DATA FOR PROCESSING:
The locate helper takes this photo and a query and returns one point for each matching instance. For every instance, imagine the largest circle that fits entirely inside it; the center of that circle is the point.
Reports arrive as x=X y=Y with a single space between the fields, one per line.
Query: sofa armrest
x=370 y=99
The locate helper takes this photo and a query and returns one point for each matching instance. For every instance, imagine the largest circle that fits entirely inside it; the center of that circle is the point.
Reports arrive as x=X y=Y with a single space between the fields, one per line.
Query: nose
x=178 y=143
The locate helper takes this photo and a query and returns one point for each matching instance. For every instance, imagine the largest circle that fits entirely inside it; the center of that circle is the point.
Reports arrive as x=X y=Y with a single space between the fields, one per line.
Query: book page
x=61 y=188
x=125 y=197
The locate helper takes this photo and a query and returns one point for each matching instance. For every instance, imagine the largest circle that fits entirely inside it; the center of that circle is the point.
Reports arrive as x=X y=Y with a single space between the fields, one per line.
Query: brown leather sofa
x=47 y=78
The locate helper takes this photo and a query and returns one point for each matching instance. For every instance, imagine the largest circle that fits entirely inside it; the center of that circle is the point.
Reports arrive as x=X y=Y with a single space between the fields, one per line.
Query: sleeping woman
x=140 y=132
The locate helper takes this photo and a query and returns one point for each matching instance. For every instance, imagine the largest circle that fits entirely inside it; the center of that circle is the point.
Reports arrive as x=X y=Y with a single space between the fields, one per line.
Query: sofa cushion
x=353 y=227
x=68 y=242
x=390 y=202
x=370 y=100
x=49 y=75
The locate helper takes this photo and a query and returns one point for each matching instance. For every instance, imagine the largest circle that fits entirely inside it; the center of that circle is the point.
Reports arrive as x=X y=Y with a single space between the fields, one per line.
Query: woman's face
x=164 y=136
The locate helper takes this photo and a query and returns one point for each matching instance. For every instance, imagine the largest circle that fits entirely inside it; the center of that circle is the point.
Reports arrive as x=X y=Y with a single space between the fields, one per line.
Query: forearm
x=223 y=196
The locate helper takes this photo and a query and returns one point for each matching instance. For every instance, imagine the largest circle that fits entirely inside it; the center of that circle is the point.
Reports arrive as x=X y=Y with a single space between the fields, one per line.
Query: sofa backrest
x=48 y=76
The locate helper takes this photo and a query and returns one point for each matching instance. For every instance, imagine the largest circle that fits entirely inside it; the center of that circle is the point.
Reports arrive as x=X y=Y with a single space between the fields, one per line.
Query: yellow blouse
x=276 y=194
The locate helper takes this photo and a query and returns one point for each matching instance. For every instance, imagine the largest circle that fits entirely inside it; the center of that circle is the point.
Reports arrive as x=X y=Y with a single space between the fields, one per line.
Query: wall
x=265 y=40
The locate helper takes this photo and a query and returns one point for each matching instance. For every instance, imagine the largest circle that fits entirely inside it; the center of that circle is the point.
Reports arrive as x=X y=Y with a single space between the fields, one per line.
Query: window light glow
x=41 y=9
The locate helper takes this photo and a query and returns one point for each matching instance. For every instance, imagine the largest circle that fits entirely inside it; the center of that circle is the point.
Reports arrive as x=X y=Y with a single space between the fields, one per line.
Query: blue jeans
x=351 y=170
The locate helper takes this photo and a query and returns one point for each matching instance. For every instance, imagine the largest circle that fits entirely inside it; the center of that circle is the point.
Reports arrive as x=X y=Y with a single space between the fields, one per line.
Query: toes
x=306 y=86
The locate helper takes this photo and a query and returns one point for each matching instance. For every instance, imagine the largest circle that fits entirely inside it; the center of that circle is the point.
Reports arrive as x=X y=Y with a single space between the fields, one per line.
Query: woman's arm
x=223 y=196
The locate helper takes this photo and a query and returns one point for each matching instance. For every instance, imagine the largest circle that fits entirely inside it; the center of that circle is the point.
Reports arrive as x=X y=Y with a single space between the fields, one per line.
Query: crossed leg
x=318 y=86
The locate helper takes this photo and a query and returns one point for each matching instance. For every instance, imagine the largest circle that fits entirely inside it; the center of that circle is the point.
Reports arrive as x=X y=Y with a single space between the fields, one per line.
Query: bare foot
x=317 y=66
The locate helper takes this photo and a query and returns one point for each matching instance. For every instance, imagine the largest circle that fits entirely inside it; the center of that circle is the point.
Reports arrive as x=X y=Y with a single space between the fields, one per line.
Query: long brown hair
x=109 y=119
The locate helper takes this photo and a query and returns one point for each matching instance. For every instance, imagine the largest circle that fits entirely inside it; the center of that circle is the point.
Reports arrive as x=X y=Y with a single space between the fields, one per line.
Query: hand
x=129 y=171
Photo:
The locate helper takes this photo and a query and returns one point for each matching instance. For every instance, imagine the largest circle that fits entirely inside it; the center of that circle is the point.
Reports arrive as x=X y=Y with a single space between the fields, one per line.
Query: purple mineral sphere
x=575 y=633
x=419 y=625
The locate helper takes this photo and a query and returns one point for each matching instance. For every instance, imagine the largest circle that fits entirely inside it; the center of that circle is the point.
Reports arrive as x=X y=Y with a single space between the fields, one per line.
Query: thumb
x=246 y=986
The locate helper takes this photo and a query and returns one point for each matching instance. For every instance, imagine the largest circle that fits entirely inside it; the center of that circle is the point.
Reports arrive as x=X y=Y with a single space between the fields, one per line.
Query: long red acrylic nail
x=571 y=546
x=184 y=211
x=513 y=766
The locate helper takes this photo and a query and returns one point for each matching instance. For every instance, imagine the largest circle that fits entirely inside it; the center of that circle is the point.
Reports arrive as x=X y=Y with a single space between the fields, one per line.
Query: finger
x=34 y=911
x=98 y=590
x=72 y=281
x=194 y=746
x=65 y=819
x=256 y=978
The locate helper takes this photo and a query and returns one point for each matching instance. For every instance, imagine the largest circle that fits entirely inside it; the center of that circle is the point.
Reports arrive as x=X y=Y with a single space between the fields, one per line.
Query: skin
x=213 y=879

AIM:
Pull out every line in the records above that contains the string "woman". Copy each one in full.

RESPONSE:
Query: sleeping woman
Query: woman's face
Query: woman's arm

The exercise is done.